PROBLEM REQUIREMENTS: Copy the lines that follow, keeping every character the same.

Excerpts of bounding box data:
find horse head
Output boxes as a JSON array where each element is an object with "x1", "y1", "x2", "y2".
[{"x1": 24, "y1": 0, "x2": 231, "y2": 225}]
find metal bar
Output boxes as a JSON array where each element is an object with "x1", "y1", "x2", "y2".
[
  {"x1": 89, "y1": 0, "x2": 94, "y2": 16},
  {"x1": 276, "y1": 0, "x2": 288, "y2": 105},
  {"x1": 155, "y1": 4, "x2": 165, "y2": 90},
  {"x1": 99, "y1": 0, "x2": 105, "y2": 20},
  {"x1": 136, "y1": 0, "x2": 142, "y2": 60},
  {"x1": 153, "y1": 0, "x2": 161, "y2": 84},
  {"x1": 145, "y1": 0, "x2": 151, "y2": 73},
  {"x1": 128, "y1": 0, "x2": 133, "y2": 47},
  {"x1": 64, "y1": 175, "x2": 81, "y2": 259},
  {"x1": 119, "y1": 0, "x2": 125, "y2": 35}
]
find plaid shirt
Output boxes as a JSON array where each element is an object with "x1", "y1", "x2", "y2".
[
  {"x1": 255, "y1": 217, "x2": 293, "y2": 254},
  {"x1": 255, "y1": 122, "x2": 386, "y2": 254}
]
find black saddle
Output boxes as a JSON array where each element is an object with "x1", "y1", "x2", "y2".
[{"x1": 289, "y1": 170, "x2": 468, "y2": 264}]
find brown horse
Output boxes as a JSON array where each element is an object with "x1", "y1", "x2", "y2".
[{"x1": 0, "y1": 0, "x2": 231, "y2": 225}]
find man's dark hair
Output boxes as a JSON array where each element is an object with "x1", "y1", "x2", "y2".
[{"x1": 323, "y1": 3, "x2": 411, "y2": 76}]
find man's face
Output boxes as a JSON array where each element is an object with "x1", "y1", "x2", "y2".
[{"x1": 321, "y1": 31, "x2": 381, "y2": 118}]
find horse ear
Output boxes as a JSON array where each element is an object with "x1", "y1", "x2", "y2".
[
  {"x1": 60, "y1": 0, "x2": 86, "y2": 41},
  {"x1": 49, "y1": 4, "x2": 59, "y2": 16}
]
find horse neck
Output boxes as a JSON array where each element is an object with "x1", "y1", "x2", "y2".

OUTPUT BELOW:
find horse head
Output boxes as a JSON array where each element is an object with "x1", "y1", "x2", "y2".
[{"x1": 24, "y1": 0, "x2": 231, "y2": 225}]
find metal bar
Output boxes as a JSON array where each element is an object with "x1", "y1", "x2", "y2".
[
  {"x1": 89, "y1": 0, "x2": 94, "y2": 16},
  {"x1": 276, "y1": 0, "x2": 288, "y2": 105},
  {"x1": 155, "y1": 4, "x2": 165, "y2": 90},
  {"x1": 99, "y1": 0, "x2": 105, "y2": 20},
  {"x1": 136, "y1": 0, "x2": 142, "y2": 60},
  {"x1": 153, "y1": 0, "x2": 161, "y2": 84},
  {"x1": 145, "y1": 0, "x2": 151, "y2": 73},
  {"x1": 128, "y1": 0, "x2": 133, "y2": 47},
  {"x1": 64, "y1": 175, "x2": 81, "y2": 259},
  {"x1": 119, "y1": 0, "x2": 125, "y2": 35}
]
find plaid shirt
Output boxes as a JSON array where each element is an object with "x1", "y1", "x2", "y2".
[
  {"x1": 255, "y1": 217, "x2": 293, "y2": 254},
  {"x1": 255, "y1": 122, "x2": 386, "y2": 254}
]
find black saddle
Output boxes as a JSON array where each element is an object with "x1", "y1", "x2", "y2".
[{"x1": 289, "y1": 170, "x2": 468, "y2": 264}]
find brown horse
Output boxes as a JSON array where each element is an object with "x1", "y1", "x2", "y2".
[{"x1": 0, "y1": 0, "x2": 231, "y2": 225}]
find man's dark hair
Output boxes as a JSON array where each element is an object with "x1", "y1", "x2", "y2".
[{"x1": 323, "y1": 3, "x2": 411, "y2": 76}]
find man's face
Output boxes as a JSON array where each element is an object with "x1", "y1", "x2", "y2".
[{"x1": 321, "y1": 31, "x2": 381, "y2": 118}]
find horse ear
Output boxes as a JSON array where each element is an object with "x1", "y1", "x2", "y2".
[
  {"x1": 60, "y1": 0, "x2": 86, "y2": 41},
  {"x1": 49, "y1": 4, "x2": 59, "y2": 16}
]
find horse neck
Output boxes as a JSON array where each element is an object with "x1", "y1", "x2", "y2".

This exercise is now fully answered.